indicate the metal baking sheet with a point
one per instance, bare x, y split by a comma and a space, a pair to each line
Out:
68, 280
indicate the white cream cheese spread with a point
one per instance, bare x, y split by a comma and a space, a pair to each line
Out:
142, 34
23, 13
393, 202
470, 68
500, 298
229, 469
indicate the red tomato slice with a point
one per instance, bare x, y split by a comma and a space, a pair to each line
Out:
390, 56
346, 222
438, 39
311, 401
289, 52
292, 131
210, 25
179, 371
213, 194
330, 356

----

--- Short exercise ---
Convert all of the material above into a numbered list with one line per entry, omitting any blank lines.

--- Exercise response ---
1. indicate the metal baking sheet with a point
2. one per instance, bare x, y split by a comma and a space, a pair to each line
3. Out:
4. 68, 280
5. indicate the white cream cheese spread with a point
6. one per instance, bare x, y split by a comma and a space, a pair to each line
7. Out:
8. 142, 34
9. 23, 13
10. 393, 202
11. 470, 68
12. 500, 298
13. 229, 469
14. indicate the red tomato slice with a point
15. one per instance, bare x, y split by a comma and a space, a pair to each line
16. Out:
17. 390, 56
18. 346, 222
19. 438, 39
20. 311, 401
21. 289, 52
22. 292, 131
23. 210, 25
24. 179, 371
25. 213, 194
26. 330, 356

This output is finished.